→ What the task requires:
Could you render all of the data below as a numbered list, one line per item, skipping any blank lines? Leave the pictures out of your answer.

— Start Listed entries —

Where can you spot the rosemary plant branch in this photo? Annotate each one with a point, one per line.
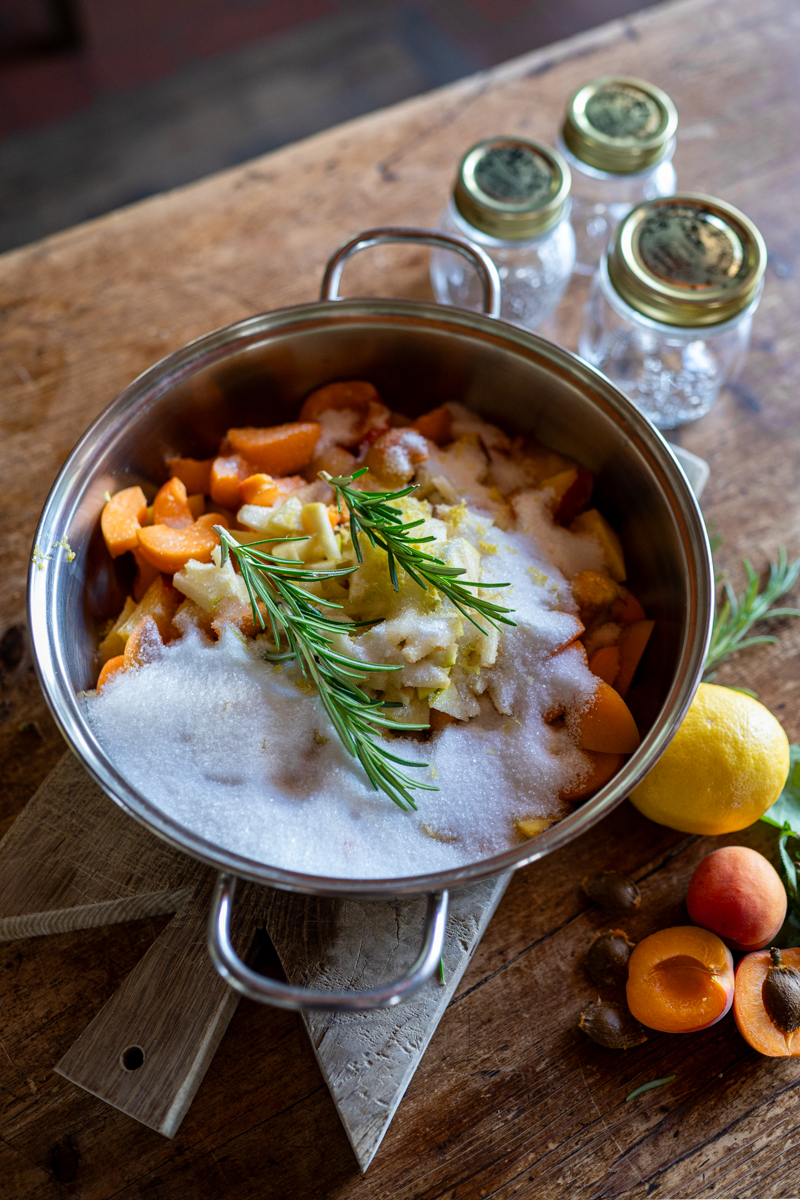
(372, 514)
(275, 583)
(739, 613)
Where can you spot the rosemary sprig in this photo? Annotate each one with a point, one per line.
(739, 613)
(356, 718)
(371, 513)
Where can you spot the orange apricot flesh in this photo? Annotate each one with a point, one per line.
(121, 520)
(602, 768)
(114, 666)
(170, 505)
(194, 473)
(278, 449)
(170, 550)
(228, 471)
(755, 1025)
(607, 724)
(738, 894)
(258, 489)
(680, 979)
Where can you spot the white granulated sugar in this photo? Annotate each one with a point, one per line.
(241, 751)
(571, 552)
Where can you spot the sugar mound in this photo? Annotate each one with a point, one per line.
(241, 753)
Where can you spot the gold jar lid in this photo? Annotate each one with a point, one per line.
(687, 259)
(619, 124)
(512, 189)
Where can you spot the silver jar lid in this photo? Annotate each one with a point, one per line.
(619, 124)
(687, 259)
(512, 189)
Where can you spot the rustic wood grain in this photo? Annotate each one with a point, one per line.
(368, 1059)
(510, 1099)
(73, 861)
(173, 1008)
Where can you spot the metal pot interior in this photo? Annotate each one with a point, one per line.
(419, 357)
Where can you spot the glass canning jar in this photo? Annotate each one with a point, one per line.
(618, 138)
(671, 307)
(512, 199)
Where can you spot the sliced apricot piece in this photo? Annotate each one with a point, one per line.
(602, 768)
(144, 645)
(194, 473)
(278, 449)
(632, 645)
(594, 522)
(761, 1030)
(109, 669)
(160, 601)
(170, 550)
(259, 489)
(144, 575)
(227, 473)
(114, 643)
(435, 425)
(196, 504)
(607, 724)
(680, 979)
(121, 520)
(605, 664)
(170, 505)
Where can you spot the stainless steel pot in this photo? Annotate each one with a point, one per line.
(419, 355)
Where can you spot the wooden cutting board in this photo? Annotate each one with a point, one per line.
(73, 861)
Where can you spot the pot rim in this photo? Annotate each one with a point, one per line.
(70, 489)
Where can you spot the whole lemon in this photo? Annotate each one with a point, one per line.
(727, 763)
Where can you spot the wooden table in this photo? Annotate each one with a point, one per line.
(511, 1099)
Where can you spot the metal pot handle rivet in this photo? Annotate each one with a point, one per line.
(283, 995)
(487, 271)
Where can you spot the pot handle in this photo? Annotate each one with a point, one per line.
(487, 271)
(283, 995)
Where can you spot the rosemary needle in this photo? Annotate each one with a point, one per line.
(274, 585)
(739, 613)
(648, 1087)
(372, 514)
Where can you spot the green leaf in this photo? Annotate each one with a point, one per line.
(786, 810)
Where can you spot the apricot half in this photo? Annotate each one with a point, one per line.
(680, 979)
(750, 1009)
(738, 894)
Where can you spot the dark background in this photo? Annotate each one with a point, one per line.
(103, 102)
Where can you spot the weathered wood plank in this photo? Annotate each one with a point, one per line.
(368, 1059)
(148, 1050)
(82, 315)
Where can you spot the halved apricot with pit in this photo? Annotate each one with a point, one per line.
(767, 1002)
(680, 979)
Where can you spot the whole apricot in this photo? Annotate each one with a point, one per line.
(767, 1002)
(738, 894)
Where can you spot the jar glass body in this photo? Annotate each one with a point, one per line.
(672, 373)
(534, 274)
(601, 199)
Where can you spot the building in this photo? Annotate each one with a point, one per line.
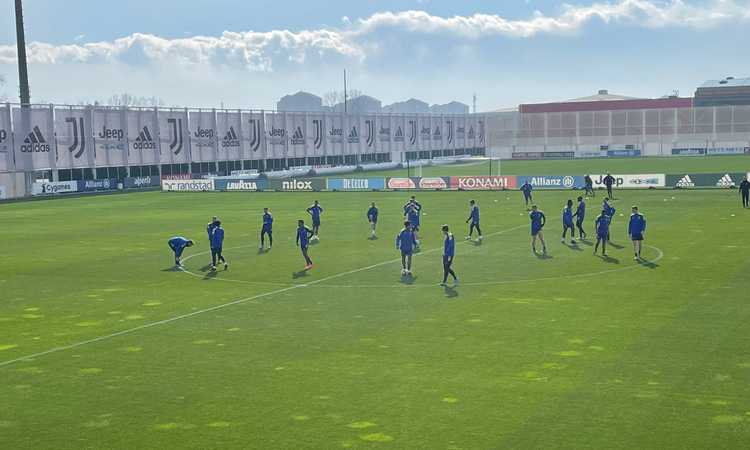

— End Listed entries —

→ Result for this exercise:
1. Where can you spot the rosemary plant branch in this photo? Annotate each one with a point, one per line.
2. (372, 514)
3. (275, 583)
4. (739, 613)
5. Where can you spot the rosemary sprig in this photo? Annotate each one with a point, one per line.
6. (739, 613)
7. (356, 718)
8. (371, 513)
9. Where can you spot the orange apricot flesh in this photo? Annotate each one with a point, one per line.
10. (121, 520)
11. (602, 768)
12. (114, 666)
13. (170, 505)
14. (194, 473)
15. (278, 449)
16. (170, 550)
17. (228, 471)
18. (755, 1025)
19. (607, 724)
20. (738, 894)
21. (258, 489)
22. (680, 979)
23. Where can you spot the white granulated sugar in this photo? Annotate each one with a point, one per line.
24. (241, 751)
25. (571, 552)
26. Where can you spot the sugar mound in this photo? Annotate each one with a point, one per line.
27. (241, 753)
28. Where can you spot the gold jar lid in this photo? Annotate each one with a point, one per line.
29. (687, 259)
30. (619, 124)
31. (512, 189)
32. Where can you spot the silver jar lid in this photo? Annotate each one with a point, one per line.
33. (619, 124)
34. (687, 259)
35. (512, 189)
36. Where can you spot the rustic wood grain in this photo? Annotate each one with a point, one per line.
37. (368, 1059)
38. (510, 1099)
39. (73, 861)
40. (173, 1008)
41. Where can you spot the metal pot interior in this photo? Annotate each one with a point, one per line.
42. (419, 357)
43. Where can you spot the glass canning jar in this photo? Annotate each one with a point, one per line.
44. (618, 138)
45. (671, 307)
46. (512, 199)
47. Where can you spot the sliced apricot piece in this photo? Annotate each one with a point, one per line.
48. (602, 768)
49. (144, 645)
50. (194, 473)
51. (278, 449)
52. (632, 645)
53. (594, 522)
54. (761, 1030)
55. (109, 669)
56. (160, 601)
57. (170, 550)
58. (259, 489)
59. (144, 575)
60. (227, 473)
61. (114, 643)
62. (435, 425)
63. (196, 504)
64. (607, 724)
65. (680, 979)
66. (121, 520)
67. (605, 664)
68. (170, 505)
69. Where can you spot the stainless steel pot in this photo? Annotate each one with a point, one per line.
70. (419, 355)
71. Where can you spot the wooden cutting board in this photo? Annotate each one with a point, one per line.
72. (73, 861)
73. Where can you spot the pot rim in this photo? Annotate each one with a point, one per line.
74. (70, 489)
75. Where can you spot the whole lemon in this photo? Annotate each one with a point, one per line.
76. (727, 763)
77. Where can you spot the wooden table in this photo? Annotate each one with a point, one per line.
78. (511, 1099)
79. Where can you spot the metal pot handle rivet in this photo? Annotate each one with a point, one per line.
80. (283, 995)
81. (487, 271)
82. Where can you spot the pot handle in this photo? Annotate each one with a point, one per line.
83. (487, 271)
84. (283, 995)
85. Where can you spot the rosemary needle in this photo? Annotate each one with a point, one per line.
86. (274, 585)
87. (739, 613)
88. (648, 1087)
89. (372, 514)
90. Where can you spot the green leaf in this photo? Annotate each one with a point, one per line.
91. (786, 810)
92. Where can you spot the apricot half in this photo? Annotate each one with a point, one per line.
93. (680, 979)
94. (750, 1009)
95. (738, 894)
96. Where can you spot the dark background in this photo? Annotate each one with a point, one per line.
97. (103, 102)
98. Where can you spot the weathered wood plank in this photo? Annotate each one with a point, one per line.
99. (368, 1059)
100. (148, 1050)
101. (82, 315)
102. Where can you spot the halved apricot with pit in this photo? Annotate each one with a point, one per line.
103. (767, 1002)
104. (680, 979)
105. Where can you spot the whole apricot in this photo? Annotate each one with a point, one per line.
106. (767, 1002)
107. (738, 894)
108. Where can you spot the jar glass body in this photo? Annotate each one with a point, one per line.
109. (672, 373)
110. (534, 274)
111. (601, 199)
112. Where can you spot the building in this photo? Annotate each one with a point, one per line.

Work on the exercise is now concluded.